# [Problem set]
1) In the page on observing CVD in the wild, list every single-letter symbol it uses and what each one stands for.
2) Go on with the page on observing CVD in the wild, starting right after its final sentence.

# [Quoted passage]
□ □ □ □ □

Skip to content

Observing CVD in the Wild

This page is not normative

This page is not considered a core part of the Vultron Protocol as proposed in the main documentation. Although within the page we might provide guidance in terms of SHOULD, MUST, etc., the content here is not normative.

As a proof of concept, we apply the model to two data sets:

  1. Microsoft's security updates from 2017 through early 2020
  2. Commodity public exploits from 2015-2019

Microsoft 2017-2020

We are now ready to proceed with our data analysis. First, we examine Microsoft's monthly security updates for the period between March 2017 and May 2020, as curated by the Zero Day Initiative.

Why use ZDI data instead of Microsoft's?

The ZDI blog posts were more directly useful than the monthly Microsoft security updates because ZDI had already condensed the counts of how many vulnerabilities were known (\(\mathbf{P}\)) or exploited (\(\mathbf{A}\)) prior to their fix readiness \(\mathbf{F}\). Retrieving this data from Microsoft's published vulnerability information requires collecting it from all the individual vulnerabilities patched each month. We are grateful to ZDI for providing this summary and saving us the effort.

□ □ □ □ □

# [Supplied records]

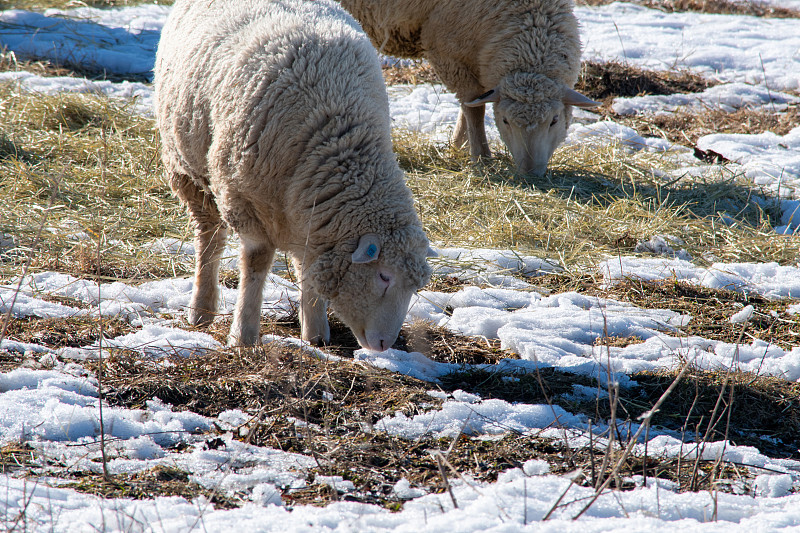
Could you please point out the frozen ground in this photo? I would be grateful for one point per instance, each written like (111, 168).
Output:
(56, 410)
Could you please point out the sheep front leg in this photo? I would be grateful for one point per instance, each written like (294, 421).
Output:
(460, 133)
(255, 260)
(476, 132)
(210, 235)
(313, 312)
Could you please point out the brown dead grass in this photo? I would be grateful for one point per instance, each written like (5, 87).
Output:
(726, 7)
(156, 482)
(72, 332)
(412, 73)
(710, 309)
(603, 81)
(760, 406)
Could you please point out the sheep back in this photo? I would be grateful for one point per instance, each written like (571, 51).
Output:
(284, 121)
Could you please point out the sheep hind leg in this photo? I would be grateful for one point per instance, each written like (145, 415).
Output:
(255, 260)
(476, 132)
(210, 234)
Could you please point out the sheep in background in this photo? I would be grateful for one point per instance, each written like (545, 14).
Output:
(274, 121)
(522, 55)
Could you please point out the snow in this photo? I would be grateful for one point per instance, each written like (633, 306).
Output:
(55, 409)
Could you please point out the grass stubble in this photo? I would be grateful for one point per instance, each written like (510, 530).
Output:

□ □ □ □ □

# [Answers provided]
1)
- **P**: vulnerabilities that were known before fix readiness
- **A**: vulnerabilities that were exploited before fix readiness
- **F**: fix readiness

2)
The figures show both the monthly totals for all vulnerabilities and the monthly observations of vulnerabilities publicly known or attacked prior to patch availability. The data set allowed us to compute the monthly counts for two of our desiderata, \(\mathbf{F} \prec \mathbf{P}\) and \(\mathbf{F} \prec \mathbf{A}\).

Publicly Disclosed Microsoft Vulnerabilities 2017-2020

Vulnerabilities patched
Vulnerabilities patched
Vulnerabilities known or attacked prior to patch availability
Vulnerabilities known or attacked prior to patch availability

Measuring Skill from Observations

We can use the observations of \(\mathbf{F} \prec \mathbf{P}\) and \(\mathbf{F} \prec \mathbf{A}\) to estimate the skill level of Microsoft's CVD process.

Skill Measurement for Microsoft 2017-2020

The left figure shows the trend for both the monthly observations and the cumulative estimate of \(\alpha_{\mathbf{F} \prec \mathbf{P}}\). The right figure shows the trend for both the monthly observations and the cumulative estimate of \(\alpha_{\mathbf{F} \prec \mathbf{A}}\).

Skill Measurement for Fix Ready Before Public Awareness
Fix Ready Before Public Awareness
Skill Measurement for Fix Ready Before Attacks Observed
Fix Ready Before Attacks Observed

Observations of Fix before Public Awareness

In total, Microsoft issued patches for 2,694 vulnerabilities; 2,610 (0.97) of them met the fix-ready-before-public-awareness (\(\mathbf{F} \prec \mathbf{P}\)) objective. The mean monthly \(\alpha_{\mathbf{F} \prec \mathbf{P}} = 0.967\), with a range of [0.878, 1.0]. We can also use the cumulative data to estimate an overall skill level for the observation period, which gives us a bit more precision on \(\alpha_{\mathbf{F} \prec \mathbf{P}} = 0.969\) with the 0.95 interval of [0.962, 0.975].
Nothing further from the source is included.